** Supplied text follows **
Fraudsters use Photoshop in bid to claim benefits in Britain while living aboard

The Department for Work and Pensions have been cracking down on fraudulent benefits claims.

We've heard of Photoshop fails before but this takes the cake.

When the Department for Work and Pensions (DWP) became suspicious one man who they believed was living abroad while claiming benefits in the UK, they asked him to take a picture of himself by his front door.

The picture they received, however, raised alarm bells because he had been crudely photoshopped into the scene.

Not only had the amateur photoshop job basically exposed the man’s wrongdoings, the house he’s ‘standing’ in front of is just a picture from Google Maps’ Street View.

The Google copyright logo can also be seen in the picture in front of the bin.

A cut-out can also be seen around the gentleman’s silhouette and the Google Street View camera visible in the reflection of the car outside.

The man's Photoshop attempt raised alarm bells.

Surprisingly, this wasn’t a unique case as the DWP’s counter fraud regional office has identified numerous cases of bogus claims using similar Photoshopped pictures.

In one example, a fraudulent picture of a green door which appeared in a number of claims was traced back to the picture-sharing social media site Pinterest.

In another poorly edited picture, a woman can be seen holding a baby on a British street however her feet don’t touch the ground.

While another snap sees a middle-aged couple levitating on their doorstep.

The couple are levitating on their doorstep.

The DWP’s counter fraud office gave The Times exclusive access to the work carried out by highly trained digital forensic analysts.

The digital forensic analysts and investigators combat bogus claims, which reached a total of £8.5 billion last year.

A surge in Universal Credit claims came in once the pandemic hit, with more people needing financially support.

Unfortunately, this also led to an increase in fraudulent claims which was partly driven by gangs aiming to take ‘advantage’ of the relaxed rules on applications.

Fraud spiralled out of control during the pandemic and it seems Photoshop is a go-to method for people looking for a quick - and very illegal - cash grab at the expense of taxpayers.

The woman's feet are not touching the ground.

To combat the increased fraud, the DWP quickly established an enhanced review team consisting of 1,000 employees in seven regional offices, The Times reports.

There were about 172,000 applications that appeared fraudulent and automatically suspended. The claimants were invited to an interview to prove they were legitimate but the publications reports that very few followed through with an interview.

Wading through photoshopped images has helped save taxpayer money, as more fraudulent claims are thwarted.

Recently, the DWP received a cash injection of £600 million to end 2,000 specialists. This will generate £2 billion of savings.
** End of Supplied text **
Activity: Copy the part of the benefit fraud article from "A surge in Universal" up to and including "The Times reports.", changing "pandemic" to "crisis" throughout.
** Data block follows **
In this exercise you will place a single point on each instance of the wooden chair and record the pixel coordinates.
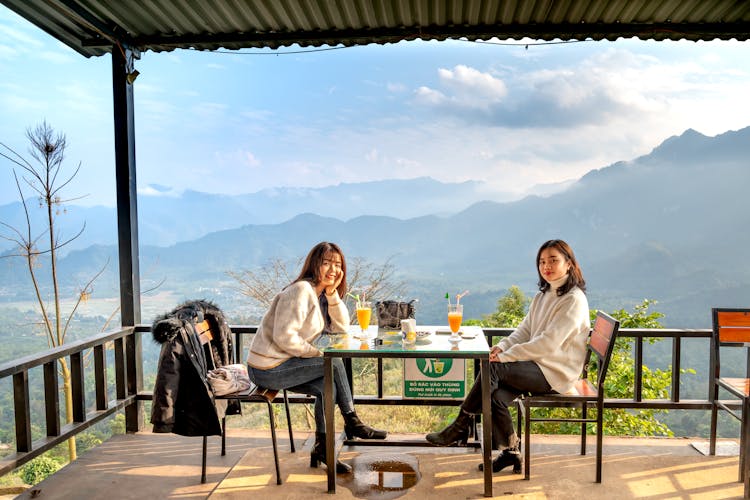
(731, 328)
(254, 395)
(584, 394)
** End of Data block **
Written solution:
A surge in Universal Credit claims came in once the crisis hit, with more people needing financially support.

Unfortunately, this also led to an increase in fraudulent claims which was partly driven by gangs aiming to take ‘advantage’ of the relaxed rules on applications.

Fraud spiralled out of control during the crisis and it seems Photoshop is a go-to method for people looking for a quick - and very illegal - cash grab at the expense of taxpayers.

The woman's feet are not touching the ground.

To combat the increased fraud, the DWP quickly established an enhanced review team consisting of 1,000 employees in seven regional offices, The Times reports.